▶ [Problem to work on]
Pick out every line in the items below that contains the string "walking", matching case exactly, and copy each one.

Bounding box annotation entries
◇ ◇ ◇ ◇ ◇

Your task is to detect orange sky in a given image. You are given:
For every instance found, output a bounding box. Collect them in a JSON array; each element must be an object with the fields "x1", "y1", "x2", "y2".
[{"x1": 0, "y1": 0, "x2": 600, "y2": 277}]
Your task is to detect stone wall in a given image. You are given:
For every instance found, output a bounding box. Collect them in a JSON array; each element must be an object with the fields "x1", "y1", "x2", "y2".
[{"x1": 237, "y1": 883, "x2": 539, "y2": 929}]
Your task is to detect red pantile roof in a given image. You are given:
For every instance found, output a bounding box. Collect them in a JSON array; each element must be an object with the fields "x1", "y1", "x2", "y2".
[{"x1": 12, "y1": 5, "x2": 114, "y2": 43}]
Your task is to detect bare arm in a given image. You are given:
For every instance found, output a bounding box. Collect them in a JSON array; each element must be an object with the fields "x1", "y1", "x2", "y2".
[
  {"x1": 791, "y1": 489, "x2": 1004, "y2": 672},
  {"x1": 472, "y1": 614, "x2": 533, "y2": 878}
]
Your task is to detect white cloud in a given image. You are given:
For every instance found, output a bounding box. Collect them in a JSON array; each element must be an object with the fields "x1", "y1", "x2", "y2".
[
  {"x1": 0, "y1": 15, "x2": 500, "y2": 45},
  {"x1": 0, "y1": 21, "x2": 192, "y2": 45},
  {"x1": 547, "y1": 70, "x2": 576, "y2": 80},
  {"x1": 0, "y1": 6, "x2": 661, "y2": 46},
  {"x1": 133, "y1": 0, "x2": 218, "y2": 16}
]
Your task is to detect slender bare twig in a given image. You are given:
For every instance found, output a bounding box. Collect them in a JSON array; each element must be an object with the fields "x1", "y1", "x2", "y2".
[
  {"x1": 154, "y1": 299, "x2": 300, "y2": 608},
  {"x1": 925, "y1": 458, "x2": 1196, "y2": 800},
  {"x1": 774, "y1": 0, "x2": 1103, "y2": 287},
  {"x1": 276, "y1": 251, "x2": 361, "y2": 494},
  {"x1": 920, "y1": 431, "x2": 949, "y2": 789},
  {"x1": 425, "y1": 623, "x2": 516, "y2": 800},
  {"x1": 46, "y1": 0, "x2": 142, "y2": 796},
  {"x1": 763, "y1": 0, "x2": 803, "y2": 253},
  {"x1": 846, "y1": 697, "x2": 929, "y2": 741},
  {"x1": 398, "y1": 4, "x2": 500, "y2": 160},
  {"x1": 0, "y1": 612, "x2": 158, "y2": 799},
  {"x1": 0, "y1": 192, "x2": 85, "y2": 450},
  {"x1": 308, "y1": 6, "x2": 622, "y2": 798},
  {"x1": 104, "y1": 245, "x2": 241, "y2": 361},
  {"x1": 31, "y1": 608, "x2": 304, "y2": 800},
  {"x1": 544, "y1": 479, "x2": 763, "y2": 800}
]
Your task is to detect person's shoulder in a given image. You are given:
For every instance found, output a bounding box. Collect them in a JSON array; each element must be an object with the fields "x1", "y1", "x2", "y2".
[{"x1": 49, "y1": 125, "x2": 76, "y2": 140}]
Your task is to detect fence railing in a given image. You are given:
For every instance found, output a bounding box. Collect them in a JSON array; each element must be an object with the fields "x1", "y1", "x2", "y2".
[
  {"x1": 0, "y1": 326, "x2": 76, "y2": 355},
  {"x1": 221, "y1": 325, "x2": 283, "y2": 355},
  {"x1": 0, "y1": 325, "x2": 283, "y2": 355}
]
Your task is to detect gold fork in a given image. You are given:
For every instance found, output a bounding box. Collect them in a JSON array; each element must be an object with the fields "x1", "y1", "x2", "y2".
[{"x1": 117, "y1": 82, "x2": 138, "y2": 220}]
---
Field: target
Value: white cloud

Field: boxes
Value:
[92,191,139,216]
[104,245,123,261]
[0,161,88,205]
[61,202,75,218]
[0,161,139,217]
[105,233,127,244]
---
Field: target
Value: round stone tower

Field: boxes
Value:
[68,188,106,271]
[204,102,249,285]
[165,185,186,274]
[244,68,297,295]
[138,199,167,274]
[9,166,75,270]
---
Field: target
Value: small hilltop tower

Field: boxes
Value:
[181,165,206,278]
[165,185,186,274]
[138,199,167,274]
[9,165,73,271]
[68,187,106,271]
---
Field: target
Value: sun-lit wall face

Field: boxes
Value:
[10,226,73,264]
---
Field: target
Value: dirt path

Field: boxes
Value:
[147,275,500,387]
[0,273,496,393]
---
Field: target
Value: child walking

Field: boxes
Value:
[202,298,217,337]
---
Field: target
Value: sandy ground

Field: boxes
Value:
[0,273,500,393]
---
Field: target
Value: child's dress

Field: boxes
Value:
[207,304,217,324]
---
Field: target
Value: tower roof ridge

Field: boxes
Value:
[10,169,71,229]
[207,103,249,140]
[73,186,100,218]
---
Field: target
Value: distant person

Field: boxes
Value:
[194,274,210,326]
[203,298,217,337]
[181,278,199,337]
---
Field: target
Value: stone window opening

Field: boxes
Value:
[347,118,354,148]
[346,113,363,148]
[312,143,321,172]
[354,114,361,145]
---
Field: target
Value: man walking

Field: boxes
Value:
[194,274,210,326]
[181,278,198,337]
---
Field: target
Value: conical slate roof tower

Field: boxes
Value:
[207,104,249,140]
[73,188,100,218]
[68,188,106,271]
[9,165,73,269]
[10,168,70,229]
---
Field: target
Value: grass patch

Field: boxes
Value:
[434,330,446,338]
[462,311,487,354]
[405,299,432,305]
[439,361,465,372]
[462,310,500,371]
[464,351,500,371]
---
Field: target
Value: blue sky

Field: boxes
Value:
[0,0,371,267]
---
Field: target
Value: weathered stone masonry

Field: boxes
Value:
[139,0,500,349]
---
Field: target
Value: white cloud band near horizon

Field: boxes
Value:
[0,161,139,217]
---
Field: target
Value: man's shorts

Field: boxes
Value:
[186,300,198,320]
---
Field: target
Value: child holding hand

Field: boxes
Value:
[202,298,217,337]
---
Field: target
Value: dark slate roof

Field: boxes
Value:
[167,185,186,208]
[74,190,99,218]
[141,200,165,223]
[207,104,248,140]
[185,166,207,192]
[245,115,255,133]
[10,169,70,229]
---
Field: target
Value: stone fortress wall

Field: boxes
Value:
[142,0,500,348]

◇ ◇ ◇ ◇ ◇

▶ [Task solution]
Value: child walking
Value: man walking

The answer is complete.